### [WHAT IS REQUIRED]
Everything in the listing should be restated word for word.

### [INPUT RECORDS]
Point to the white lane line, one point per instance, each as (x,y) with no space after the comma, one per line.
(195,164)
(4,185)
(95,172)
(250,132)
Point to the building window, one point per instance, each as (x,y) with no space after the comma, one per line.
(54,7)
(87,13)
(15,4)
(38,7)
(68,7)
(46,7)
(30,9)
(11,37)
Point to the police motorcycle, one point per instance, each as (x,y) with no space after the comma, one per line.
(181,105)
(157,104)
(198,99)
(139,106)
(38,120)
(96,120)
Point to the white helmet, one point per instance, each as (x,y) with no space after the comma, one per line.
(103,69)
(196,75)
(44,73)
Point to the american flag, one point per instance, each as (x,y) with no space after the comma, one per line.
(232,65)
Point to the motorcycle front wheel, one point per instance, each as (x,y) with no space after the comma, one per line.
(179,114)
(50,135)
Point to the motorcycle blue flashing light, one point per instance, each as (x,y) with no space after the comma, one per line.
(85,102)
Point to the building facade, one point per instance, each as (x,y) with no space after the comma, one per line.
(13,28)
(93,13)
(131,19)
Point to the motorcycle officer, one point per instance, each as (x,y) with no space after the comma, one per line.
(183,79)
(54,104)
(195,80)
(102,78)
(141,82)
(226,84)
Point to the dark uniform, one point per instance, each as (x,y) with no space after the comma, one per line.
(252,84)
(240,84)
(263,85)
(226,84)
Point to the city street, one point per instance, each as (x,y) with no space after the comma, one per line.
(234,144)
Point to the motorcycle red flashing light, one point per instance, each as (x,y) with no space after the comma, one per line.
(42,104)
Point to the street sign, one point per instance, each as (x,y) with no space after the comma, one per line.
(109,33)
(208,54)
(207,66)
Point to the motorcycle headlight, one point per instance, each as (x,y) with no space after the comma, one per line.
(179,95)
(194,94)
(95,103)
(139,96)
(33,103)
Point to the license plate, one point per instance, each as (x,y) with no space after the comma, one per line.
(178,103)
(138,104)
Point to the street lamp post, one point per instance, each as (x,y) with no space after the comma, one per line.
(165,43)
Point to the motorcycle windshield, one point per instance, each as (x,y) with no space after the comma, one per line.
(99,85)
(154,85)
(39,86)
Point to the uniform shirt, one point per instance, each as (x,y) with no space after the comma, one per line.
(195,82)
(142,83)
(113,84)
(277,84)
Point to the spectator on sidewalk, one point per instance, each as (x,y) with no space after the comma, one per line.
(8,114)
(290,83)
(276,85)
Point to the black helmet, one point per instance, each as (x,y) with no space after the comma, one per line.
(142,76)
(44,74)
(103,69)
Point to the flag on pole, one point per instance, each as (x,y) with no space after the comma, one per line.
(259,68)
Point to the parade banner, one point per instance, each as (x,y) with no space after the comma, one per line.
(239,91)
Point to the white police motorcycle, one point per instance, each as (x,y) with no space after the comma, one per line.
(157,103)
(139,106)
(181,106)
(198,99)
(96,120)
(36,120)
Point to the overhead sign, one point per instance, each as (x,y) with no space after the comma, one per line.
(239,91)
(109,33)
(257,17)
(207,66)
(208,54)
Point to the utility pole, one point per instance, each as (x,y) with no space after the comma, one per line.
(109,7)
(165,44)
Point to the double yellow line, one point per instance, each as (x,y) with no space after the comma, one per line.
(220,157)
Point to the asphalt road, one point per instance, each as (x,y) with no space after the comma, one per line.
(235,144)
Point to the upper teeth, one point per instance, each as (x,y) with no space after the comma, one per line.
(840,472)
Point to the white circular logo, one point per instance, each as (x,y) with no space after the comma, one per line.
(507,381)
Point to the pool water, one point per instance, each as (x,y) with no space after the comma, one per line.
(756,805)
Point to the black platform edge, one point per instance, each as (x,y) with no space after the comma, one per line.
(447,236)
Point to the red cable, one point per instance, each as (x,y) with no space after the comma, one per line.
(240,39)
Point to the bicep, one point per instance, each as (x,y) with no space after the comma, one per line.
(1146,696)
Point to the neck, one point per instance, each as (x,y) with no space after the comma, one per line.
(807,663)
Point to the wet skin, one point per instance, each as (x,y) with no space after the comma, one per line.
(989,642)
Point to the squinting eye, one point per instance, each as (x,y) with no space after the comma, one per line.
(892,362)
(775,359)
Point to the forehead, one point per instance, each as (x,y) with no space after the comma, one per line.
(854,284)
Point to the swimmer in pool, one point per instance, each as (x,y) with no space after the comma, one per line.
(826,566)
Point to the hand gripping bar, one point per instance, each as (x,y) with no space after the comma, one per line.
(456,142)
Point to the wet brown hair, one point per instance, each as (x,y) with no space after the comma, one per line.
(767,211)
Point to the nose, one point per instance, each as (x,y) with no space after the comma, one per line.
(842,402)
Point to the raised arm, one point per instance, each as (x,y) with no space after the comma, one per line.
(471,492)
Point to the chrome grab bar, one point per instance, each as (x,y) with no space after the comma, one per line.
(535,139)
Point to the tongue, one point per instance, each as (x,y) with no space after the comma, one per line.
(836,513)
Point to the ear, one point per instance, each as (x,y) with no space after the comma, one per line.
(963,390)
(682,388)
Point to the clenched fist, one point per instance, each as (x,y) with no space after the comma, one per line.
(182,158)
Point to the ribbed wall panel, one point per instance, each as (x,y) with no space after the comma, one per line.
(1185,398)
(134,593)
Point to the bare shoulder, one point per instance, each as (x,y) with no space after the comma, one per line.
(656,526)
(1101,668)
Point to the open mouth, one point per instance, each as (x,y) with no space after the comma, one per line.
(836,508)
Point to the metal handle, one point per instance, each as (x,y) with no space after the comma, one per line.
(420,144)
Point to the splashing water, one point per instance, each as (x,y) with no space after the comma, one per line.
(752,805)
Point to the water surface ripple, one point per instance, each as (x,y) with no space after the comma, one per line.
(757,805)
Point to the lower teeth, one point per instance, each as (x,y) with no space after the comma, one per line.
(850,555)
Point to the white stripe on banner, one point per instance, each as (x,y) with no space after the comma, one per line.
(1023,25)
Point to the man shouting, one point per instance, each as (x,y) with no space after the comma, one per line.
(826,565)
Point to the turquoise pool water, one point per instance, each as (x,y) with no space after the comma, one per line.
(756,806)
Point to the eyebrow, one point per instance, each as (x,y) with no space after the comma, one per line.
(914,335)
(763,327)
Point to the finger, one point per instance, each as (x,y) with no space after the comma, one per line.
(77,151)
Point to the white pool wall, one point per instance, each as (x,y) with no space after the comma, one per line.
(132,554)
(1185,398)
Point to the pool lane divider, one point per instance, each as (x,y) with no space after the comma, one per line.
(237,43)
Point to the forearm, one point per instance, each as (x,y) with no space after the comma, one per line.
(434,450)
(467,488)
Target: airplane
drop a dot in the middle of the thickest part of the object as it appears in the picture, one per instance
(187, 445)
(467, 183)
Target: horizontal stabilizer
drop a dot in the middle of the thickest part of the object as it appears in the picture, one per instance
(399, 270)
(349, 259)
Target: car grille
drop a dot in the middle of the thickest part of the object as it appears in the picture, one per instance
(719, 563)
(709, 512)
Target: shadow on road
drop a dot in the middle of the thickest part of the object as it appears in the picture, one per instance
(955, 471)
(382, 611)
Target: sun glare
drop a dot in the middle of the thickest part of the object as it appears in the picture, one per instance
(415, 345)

### [SOLVED PROBLEM]
Point to the white lane line, one point per instance, each as (x,y) with no space after the comma, one per line.
(195,164)
(4,185)
(95,172)
(250,132)
Point to the building window, one point per instance, each as (x,y) with no space after the comma, one per line.
(54,7)
(87,13)
(15,4)
(38,7)
(68,7)
(46,7)
(30,9)
(11,37)
Point to the police motorcycle, one point per instance, each as (x,y) with no space after the comma, one per line.
(181,105)
(157,104)
(198,99)
(139,106)
(38,120)
(96,120)
Point to the white helmet, one point per instance, each as (x,y) with no space after the comma, one per line.
(103,69)
(196,75)
(44,73)
Point to the american flag, one point per instance, each as (x,y) with no space after the comma, one per line.
(232,65)
Point to the motorcycle front wheel, one point per instance, each as (x,y) with no space after the comma, one per line.
(179,114)
(50,135)
Point to the motorcycle blue flashing light, one point per instance, each as (x,y) with no space after the comma, one per line.
(85,102)
Point to the building facade, one point per instance, each as (x,y) with no space after the comma, one per line.
(13,28)
(93,13)
(131,19)
Point to the motorcycle officer, one point per instance, each as (x,y) with no space after the comma, one per line.
(183,79)
(54,104)
(195,80)
(102,78)
(141,82)
(226,84)
Point to the dark uniform, one point per instance, each as (x,y) with no space after the comma, one per line.
(252,84)
(240,84)
(263,85)
(226,84)
Point to the city street, one point per instance, each as (x,y) with no space after the comma, one per line.
(234,144)
Point to the motorcycle red flashing light, one point per instance, each as (x,y) with no space after the comma, one per line.
(42,104)
Point to the street sign, one point per instance, each as (x,y) with no space after the comma, one per line.
(109,33)
(208,54)
(207,66)
Point to the motorcycle headlight, one point per instance, each as (x,y) with no space after the comma, one per line.
(179,95)
(194,94)
(95,103)
(139,96)
(33,103)
Point to the license plate, one point per instance, each as (x,y) with no space after the comma, one per line.
(178,103)
(138,104)
Point to the street lamp post, one point per instance, each as (x,y) with no space after the comma, one per line.
(165,43)
Point to the motorcycle windshield, one point per instance, each as (x,y) with no space after the comma, one per line.
(99,85)
(154,85)
(39,86)
Point to the uniform shirt, one point per instance, each as (x,y) with no space after the comma, one per line.
(195,82)
(142,83)
(113,84)
(277,84)
Point to the spectator on sidewalk, one point per instance, each as (x,y) with no space after the comma, one per line.
(8,114)
(290,83)
(276,85)
Point to the black helmet, one point per instance, each as (x,y) with no space after the comma, one per line.
(142,76)
(44,74)
(103,69)
Point to the flag on pole, one point per instance, each as (x,y) with no space after the comma, one per line.
(259,68)
Point to the parade banner, one point per instance, each as (x,y) with no space after the comma, one per line.
(239,91)
Point to the white police motorcycle, one point per instance, each as (x,y) with no space after the comma, one per line.
(157,103)
(139,106)
(181,106)
(198,99)
(96,120)
(36,120)
Point to the overhead sign, one point per instance, each as (x,y) with no space after the comma, one per line.
(239,91)
(109,33)
(257,17)
(207,66)
(208,54)
Point to the utility pole, one point per instance, each as (x,y) with no space after the comma, one per line.
(109,7)
(165,44)
Point to the double yellow line, one point per instance, each as (x,y) with no space after the comma, one per line.
(220,157)
Point to the asphalt road, one point per instance, each as (x,y) with no space after the comma, one per line.
(235,144)
Point to the upper teeth, one point per instance, each as (x,y) with no space after the comma, one per line.
(840,472)
Point to the white circular logo, one point per instance, each as (x,y) with no space after the comma, one per line.
(507,381)
Point to the pool water, one point per instance, each as (x,y) with no space after the comma, one per line.
(756,805)
Point to the black platform edge, one point per instance, each as (x,y) with no space after the comma, one per line.
(447,236)
Point to the red cable, one point per instance, each as (x,y) with no space after the comma, one per line.
(240,39)
Point to the bicep, one point per instance, each as (x,y) with no space after the comma, one per line.
(1146,696)
Point to the neck, one point per instance, each as (x,y) with no space after the comma, one per line.
(807,663)
Point to the wet skin, one point per instance, each as (x,y) with no space after the comma, one per line.
(989,642)
Point to the squinting eye, one point per instance, each as (x,y) with no space after the comma, one per line.
(892,362)
(775,359)
Point to the forehead, one point per instance, each as (x,y) with no space after the comma, one per line.
(854,284)
Point to the swimmer in pool, one point per instance, each as (x,y) with no space after the comma, one per line.
(826,566)
Point to the hand gripping bar, one point per instance, each as (x,y) with no space after the comma, one per line.
(456,142)
Point to the wet brown hair, one point per instance, each as (x,y) with no space after the comma, one per line.
(767,211)
Point to the nose, one point per instance, each as (x,y) with no space after the comma, one per line.
(842,402)
Point to the raised arm, one point per instance, each as (x,y) with no space after the comma, one per line.
(471,492)
Point to the chrome grab bar, one point per instance, each as (x,y) with no space after the comma, one per line.
(535,139)
Point to the tongue, one point per instance, each as (x,y) with no space after the comma, one per line.
(836,513)
Point to the ear, one point per instance, each as (x,y) with no space after the comma, one per line.
(963,390)
(682,388)
Point to the clenched fist, one point per instance, each as (x,y) with no space after the comma, one per line.
(182,158)
Point to the ribbed wall panel, one point per instance, each as (x,y) with no space after the comma, one per line.
(1185,398)
(134,593)
Point to the bare shoulder, one point per instance, each as (x,y) with no space after the comma, one per line.
(656,526)
(1101,668)
Point to the open mouth, one point per instance, each as (x,y) with no space after the comma, one per line.
(836,508)
Point to the metal handle, one point per instance, each as (x,y) with no space after the comma, one per line.
(420,144)
Point to the splashing water, one point per instance, each as (x,y) with no space after the comma, one per line.
(752,805)
Point to the water surface ripple, one point per instance, each as (x,y) with no space after the comma, one per line.
(757,805)
Point to the lower teeth, one point per instance, each as (x,y) with no space after the comma, one per line.
(850,555)
Point to the white stripe on banner, one point per instance, each as (x,y) with no space after the comma, one per line.
(1023,25)
Point to the man shouting, one point per instance, each as (x,y) with no space after the comma, one per line.
(826,565)
Point to the turquoise pool water, one point per instance, each as (x,y) with no space after the comma, one per line.
(756,806)
Point to the eyebrow, one point per instance, each as (x,y) with no space after the comma, one per line.
(914,335)
(763,327)
Point to the finger, one point per instance, each as (x,y) with no space after the comma, one per line.
(77,151)
Point to the white pool wall, one point per instance, each as (x,y) with no space after the comma, one per line.
(132,554)
(1185,398)
Point to the pool lane divider, one point per instance, each as (x,y) with no space after the comma, one per line.
(237,43)
Point to the forearm, one point per instance, each as (x,y) with no space after the comma, one per line.
(434,450)
(467,488)
Target: airplane
drop a dot in the middle of the thickest part of the object as it appears in the picture, one per instance
(187, 445)
(467, 183)
Target: horizontal stabilizer
drop a dot in the middle of the thickest part of the object as it appears in the picture, one per instance
(399, 270)
(349, 259)
Target: car grille
drop a dot in the middle of the thickest part of the object as it appears in the picture, one per instance
(719, 563)
(709, 512)
Target: shadow on road
drop a dot in the middle of the thickest part of the object as it appears in the picture, one per instance
(955, 471)
(382, 611)
Target: sun glare
drop a dot in the middle of the thickest part of the object as it appears in the picture, one per instance
(415, 345)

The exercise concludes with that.